> [Objective]
Could you rewrite the records from the line that has "For the river in" through the final line of the records, swapping "river" for "stream" and changing nothing else?

> [Record list]
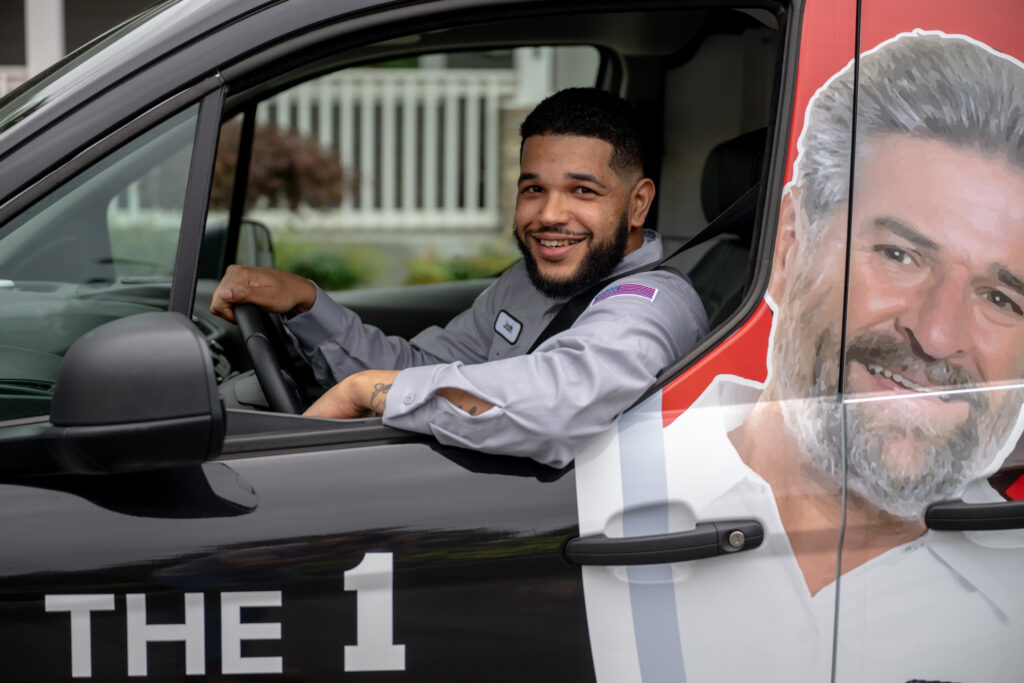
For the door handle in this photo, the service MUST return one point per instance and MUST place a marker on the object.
(708, 540)
(961, 516)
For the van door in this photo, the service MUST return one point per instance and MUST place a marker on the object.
(710, 518)
(934, 350)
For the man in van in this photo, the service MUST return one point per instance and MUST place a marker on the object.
(582, 202)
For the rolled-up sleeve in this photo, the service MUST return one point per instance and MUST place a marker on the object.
(336, 343)
(571, 387)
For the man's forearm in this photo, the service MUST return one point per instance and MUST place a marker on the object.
(365, 394)
(464, 400)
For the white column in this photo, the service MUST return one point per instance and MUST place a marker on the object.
(44, 37)
(536, 73)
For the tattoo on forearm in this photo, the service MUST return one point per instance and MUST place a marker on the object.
(379, 396)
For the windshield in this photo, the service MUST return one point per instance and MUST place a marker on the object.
(90, 58)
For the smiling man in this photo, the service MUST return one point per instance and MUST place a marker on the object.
(479, 383)
(935, 315)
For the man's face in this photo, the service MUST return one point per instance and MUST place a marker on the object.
(936, 309)
(572, 219)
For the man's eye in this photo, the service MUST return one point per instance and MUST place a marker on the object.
(896, 254)
(1000, 300)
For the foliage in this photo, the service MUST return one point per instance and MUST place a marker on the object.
(286, 168)
(430, 268)
(333, 267)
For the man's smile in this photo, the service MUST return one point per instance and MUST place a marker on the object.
(555, 246)
(903, 381)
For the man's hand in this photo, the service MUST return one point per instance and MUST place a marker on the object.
(365, 394)
(359, 395)
(275, 291)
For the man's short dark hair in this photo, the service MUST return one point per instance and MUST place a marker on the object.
(590, 113)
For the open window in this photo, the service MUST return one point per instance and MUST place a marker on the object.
(385, 171)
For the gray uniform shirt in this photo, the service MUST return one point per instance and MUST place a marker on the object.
(546, 403)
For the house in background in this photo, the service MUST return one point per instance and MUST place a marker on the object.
(34, 34)
(429, 144)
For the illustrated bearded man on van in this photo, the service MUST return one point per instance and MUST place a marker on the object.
(935, 316)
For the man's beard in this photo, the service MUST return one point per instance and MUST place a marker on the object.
(598, 262)
(947, 457)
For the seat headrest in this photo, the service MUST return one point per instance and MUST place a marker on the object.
(732, 168)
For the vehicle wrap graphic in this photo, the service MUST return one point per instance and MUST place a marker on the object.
(849, 584)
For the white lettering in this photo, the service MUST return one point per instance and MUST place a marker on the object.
(232, 632)
(375, 649)
(140, 633)
(81, 608)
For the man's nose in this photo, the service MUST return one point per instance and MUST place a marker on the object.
(555, 210)
(938, 326)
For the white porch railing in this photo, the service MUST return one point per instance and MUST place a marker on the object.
(423, 144)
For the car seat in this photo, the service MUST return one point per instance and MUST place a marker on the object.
(732, 168)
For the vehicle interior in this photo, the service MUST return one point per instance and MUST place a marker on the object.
(704, 81)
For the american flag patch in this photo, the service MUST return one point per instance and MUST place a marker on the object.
(641, 291)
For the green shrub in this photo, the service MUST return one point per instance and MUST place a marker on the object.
(430, 268)
(330, 266)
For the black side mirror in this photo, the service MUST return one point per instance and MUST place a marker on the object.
(134, 394)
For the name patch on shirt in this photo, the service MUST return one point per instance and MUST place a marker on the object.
(628, 289)
(508, 327)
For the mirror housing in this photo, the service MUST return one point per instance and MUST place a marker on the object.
(134, 394)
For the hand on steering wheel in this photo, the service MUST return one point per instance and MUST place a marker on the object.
(257, 336)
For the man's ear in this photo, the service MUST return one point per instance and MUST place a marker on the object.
(640, 200)
(790, 237)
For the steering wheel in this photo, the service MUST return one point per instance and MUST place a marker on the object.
(257, 337)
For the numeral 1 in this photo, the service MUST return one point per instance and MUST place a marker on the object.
(375, 648)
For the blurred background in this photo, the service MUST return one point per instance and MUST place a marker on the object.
(381, 174)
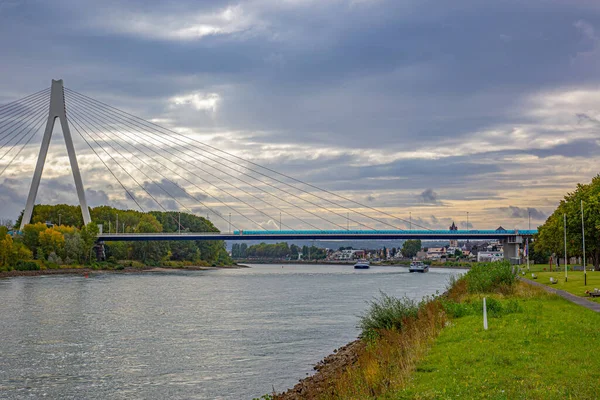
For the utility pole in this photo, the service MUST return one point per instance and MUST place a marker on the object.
(583, 237)
(565, 231)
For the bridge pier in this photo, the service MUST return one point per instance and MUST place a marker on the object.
(511, 247)
(100, 251)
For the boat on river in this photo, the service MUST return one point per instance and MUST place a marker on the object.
(418, 266)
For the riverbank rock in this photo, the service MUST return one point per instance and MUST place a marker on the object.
(314, 386)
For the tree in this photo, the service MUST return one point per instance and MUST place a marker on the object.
(411, 247)
(89, 235)
(550, 238)
(52, 241)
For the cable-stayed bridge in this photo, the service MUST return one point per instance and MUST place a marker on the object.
(161, 168)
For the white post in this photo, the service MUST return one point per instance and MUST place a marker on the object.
(566, 258)
(583, 237)
(484, 315)
(527, 244)
(57, 110)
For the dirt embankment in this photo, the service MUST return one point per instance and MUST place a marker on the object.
(316, 385)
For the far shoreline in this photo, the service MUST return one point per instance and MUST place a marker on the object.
(126, 270)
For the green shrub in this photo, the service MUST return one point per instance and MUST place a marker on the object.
(495, 308)
(27, 266)
(490, 277)
(457, 310)
(387, 312)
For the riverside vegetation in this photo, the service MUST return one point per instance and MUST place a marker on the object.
(71, 244)
(538, 346)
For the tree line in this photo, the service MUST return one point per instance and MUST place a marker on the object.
(277, 251)
(550, 237)
(58, 237)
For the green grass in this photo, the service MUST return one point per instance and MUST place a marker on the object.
(548, 351)
(574, 283)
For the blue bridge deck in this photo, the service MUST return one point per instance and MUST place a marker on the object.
(323, 235)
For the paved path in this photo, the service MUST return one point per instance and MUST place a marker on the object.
(571, 297)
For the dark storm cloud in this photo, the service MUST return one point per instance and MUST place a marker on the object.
(518, 212)
(428, 196)
(432, 93)
(166, 188)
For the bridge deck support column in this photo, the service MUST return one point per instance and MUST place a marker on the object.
(511, 249)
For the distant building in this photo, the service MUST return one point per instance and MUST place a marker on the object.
(487, 256)
(453, 242)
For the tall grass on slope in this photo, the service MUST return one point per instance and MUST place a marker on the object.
(491, 277)
(385, 364)
(387, 312)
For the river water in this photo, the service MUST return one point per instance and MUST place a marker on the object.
(219, 334)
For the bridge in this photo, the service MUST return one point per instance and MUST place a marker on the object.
(327, 235)
(160, 168)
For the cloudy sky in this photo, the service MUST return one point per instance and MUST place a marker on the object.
(431, 108)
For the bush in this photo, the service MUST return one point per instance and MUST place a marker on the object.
(490, 277)
(27, 266)
(387, 312)
(495, 308)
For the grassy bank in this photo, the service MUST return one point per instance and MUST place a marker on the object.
(575, 283)
(547, 350)
(538, 346)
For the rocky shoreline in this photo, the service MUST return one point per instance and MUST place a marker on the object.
(315, 386)
(127, 270)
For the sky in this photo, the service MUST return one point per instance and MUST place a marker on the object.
(427, 110)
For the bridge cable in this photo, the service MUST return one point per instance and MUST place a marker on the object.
(168, 214)
(41, 123)
(136, 128)
(16, 133)
(20, 121)
(109, 170)
(37, 105)
(232, 195)
(168, 132)
(88, 111)
(76, 115)
(10, 107)
(125, 170)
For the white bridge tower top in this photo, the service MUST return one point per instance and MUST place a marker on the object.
(58, 110)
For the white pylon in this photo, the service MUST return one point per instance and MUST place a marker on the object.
(57, 110)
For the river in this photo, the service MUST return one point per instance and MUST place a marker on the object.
(219, 334)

> [Expected answer]
For the stream in this photo, the service MUST return one point per instance and MUST place a marker on the object.
(219, 334)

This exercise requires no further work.